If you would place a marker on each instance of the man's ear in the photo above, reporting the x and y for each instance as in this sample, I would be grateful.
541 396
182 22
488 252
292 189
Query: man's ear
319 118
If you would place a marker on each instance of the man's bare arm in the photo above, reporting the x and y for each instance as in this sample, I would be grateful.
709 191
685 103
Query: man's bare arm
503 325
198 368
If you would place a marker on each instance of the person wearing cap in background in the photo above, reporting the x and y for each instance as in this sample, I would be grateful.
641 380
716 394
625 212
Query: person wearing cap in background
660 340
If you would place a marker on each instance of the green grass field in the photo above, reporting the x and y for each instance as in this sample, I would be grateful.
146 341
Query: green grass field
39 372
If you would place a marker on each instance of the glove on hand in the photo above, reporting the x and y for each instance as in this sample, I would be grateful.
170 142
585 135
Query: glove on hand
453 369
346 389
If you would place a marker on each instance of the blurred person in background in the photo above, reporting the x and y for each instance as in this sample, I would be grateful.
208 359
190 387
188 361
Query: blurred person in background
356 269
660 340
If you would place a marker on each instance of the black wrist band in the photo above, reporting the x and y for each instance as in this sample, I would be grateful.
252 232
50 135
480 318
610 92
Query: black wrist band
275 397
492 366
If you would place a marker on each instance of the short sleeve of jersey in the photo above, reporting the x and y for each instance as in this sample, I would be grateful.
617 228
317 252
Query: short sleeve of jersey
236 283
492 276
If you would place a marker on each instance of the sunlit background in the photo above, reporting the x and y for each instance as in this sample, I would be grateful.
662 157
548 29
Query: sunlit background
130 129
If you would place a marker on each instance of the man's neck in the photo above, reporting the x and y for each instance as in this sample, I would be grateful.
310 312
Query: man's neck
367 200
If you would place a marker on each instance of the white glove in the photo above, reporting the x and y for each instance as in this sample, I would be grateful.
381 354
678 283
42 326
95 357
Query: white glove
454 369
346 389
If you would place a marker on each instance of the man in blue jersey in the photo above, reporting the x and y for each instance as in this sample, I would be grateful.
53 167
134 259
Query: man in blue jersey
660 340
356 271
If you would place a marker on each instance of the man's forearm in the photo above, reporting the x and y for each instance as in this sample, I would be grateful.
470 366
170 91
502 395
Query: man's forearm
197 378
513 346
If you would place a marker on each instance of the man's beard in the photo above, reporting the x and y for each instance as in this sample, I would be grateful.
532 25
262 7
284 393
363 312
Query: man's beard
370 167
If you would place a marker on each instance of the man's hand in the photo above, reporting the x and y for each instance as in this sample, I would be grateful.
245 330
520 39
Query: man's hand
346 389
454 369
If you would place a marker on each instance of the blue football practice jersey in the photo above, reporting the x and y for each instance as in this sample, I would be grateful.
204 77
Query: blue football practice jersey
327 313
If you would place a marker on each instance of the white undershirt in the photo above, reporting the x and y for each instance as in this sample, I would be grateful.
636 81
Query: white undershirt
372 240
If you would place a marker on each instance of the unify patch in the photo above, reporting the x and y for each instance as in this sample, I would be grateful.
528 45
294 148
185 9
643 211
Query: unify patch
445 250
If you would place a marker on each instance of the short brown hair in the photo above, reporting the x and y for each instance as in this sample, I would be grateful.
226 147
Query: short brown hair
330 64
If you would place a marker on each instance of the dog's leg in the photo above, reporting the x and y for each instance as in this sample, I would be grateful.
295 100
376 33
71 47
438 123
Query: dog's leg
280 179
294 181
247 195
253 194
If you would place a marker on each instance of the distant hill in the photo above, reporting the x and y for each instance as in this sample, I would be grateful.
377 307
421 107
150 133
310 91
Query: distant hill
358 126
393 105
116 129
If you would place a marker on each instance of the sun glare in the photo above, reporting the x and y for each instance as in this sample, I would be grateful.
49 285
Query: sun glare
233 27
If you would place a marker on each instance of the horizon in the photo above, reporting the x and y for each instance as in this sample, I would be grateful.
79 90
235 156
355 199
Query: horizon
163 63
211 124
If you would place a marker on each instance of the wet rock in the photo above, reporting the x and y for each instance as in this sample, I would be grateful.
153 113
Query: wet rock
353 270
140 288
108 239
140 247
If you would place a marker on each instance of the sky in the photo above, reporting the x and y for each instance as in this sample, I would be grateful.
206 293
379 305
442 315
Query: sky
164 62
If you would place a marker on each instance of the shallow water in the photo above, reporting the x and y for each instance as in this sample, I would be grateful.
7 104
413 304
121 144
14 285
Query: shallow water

__WHAT THE TASK REQUIRES__.
Copy out all of the entries above word for word, keeping every line unchanged and in its original order.

__SOLUTION TO THIS TASK__.
If you would place a marker on each instance of the man's ear in the photo above, reporting the x and y for each instance as in this sample, I would be grateful.
541 396
182 22
488 252
292 189
Query: man's ear
319 118
If you would place a marker on each instance of the man's bare arm in the photo above, reporting the x and y for each instance as in this sample, I would be grateful.
709 191
685 103
Query: man's bare arm
503 325
198 368
If you would place a marker on each instance of the person wearing cap in background in the photo above, reporting the x and y for each instance as in this sample, I would be grateful.
641 380
716 394
625 212
Query: person wearing cap in background
660 340
If you would place a marker on each instance of the green grass field in the photo above, reporting the x and y for each instance as in this sample, I would be grateful.
146 341
Query: green grass field
39 372
If you would place a marker on each instance of the glove on hand in the photo above, reporting the x and y for each instance as in this sample, I would be grateful.
170 142
585 135
Query: glove on hand
453 369
346 389
If you would place a marker on each instance of the blurred person in background in the photo above, reporting the x and y for each instance as in this sample, I would be grateful.
208 359
190 387
188 361
Query: blurred person in background
356 269
660 340
If you would place a marker on each instance of the black wrist band in the photo above, reporting the x and y for each instance as in this sample, I would be grateful.
252 232
50 135
480 318
610 92
Query: black wrist band
275 397
492 366
If you would place a marker on each instance of the short sleeve of jersey in the photo above, reporting the x and y for each instance as in this sample, I would be grateful.
617 228
317 252
Query: short sleeve of jersey
236 283
492 276
If you would place a marker on each instance of the sunlit background in the photo above, reporting the x and y for each instance as in this sample, I would be grateful.
662 157
548 29
Query: sunlit background
130 129
If you would place a marker on each instance of the man's neck in the photo above, reporting the x and y for each instance as in this sample, I would be grateful.
310 312
Query: man's neck
367 200
If you would place a marker on each instance of the white glove in the photo above, reporting the x and y for each instance as in this sample, I would be grateful.
381 354
678 283
42 326
95 357
Query: white glove
454 369
346 389
If you would place a marker on each instance of the man in blue jersey in the photo above, reporting the x and y for each instance as in this sample, I would be grateful.
53 167
134 259
Query: man in blue jersey
660 340
356 271
If you would place a marker on each instance of the man's forearm in the photo above, reporting the x and y for each instance as in this sample, I would be grateful.
470 366
170 91
502 395
Query: man's forearm
197 378
513 346
If you would place a marker on each instance of the man's beard in the photo above, reporting the x and y for each instance as in this sample, I would be grateful.
532 25
262 7
284 393
363 312
Query: man's beard
370 167
If you would place a marker on each instance of the man's hand in the photo above, reporting the x and y for each instance as in this sample, I would be grateful.
245 330
520 39
Query: man's hand
346 389
454 369
If you would place a marker on each instance of the blue football practice jersey in the photo above, reporting the x and y for each instance as in this sample, I would be grateful.
204 77
Query: blue football practice jersey
327 313
If you would place a marker on each instance of the white undershirt in the photo above, reporting the x and y for each instance as in this sample, I would be grateful.
636 81
Query: white undershirt
372 240
If you would place a marker on each instance of the unify patch in the photo above, reporting the x and y for each instance as in this sample, I would be grateful.
528 45
294 148
185 9
643 211
Query: unify patch
445 250
If you would place a marker on each instance of the short brown hair in the photo above, reporting the x and y for each instance as in this sample, I would be grateful.
226 147
Query: short brown hair
330 64
If you would place a marker on each instance of the dog's leg in the photo above, reporting the x and y for each instance as in this sample, I would be grateful.
295 100
376 33
71 47
438 123
Query: dog's leg
280 179
294 181
247 195
253 194
If you would place a marker on each instance of the distant hill in the photo above, reporting the x and y for each instance as in this sample, I would be grateful.
377 307
421 107
150 133
310 91
Query: distant hill
358 126
393 105
116 129
If you would place a marker on each instance of the sun glare in the photo above, reporting the x and y for each instance as in this sample, I would be grateful.
49 285
Query: sun glare
233 27
If you would place a marker on each instance of the horizon in the photo above, reporting the x and y for each instance as in this sample, I would be grateful.
79 90
235 156
355 199
Query: horizon
163 63
211 124
If you would place a marker on each instance of the wet rock in the photo above, reporting the x and y for each instance as in this sample, I would be grateful.
153 113
Query: wet rock
353 270
140 288
108 239
140 247
If you would place a marker on each instance of the sky in the photo above, reporting the x and y for each instance as in this sample, I would be grateful.
206 293
379 305
442 315
Query: sky
164 62
If you would place a marker on each instance of the shallow water in the photo above, reporting the x and y for each instance as in this sample, I would be grateful.
7 104
413 304
121 144
14 285
Query: shallow water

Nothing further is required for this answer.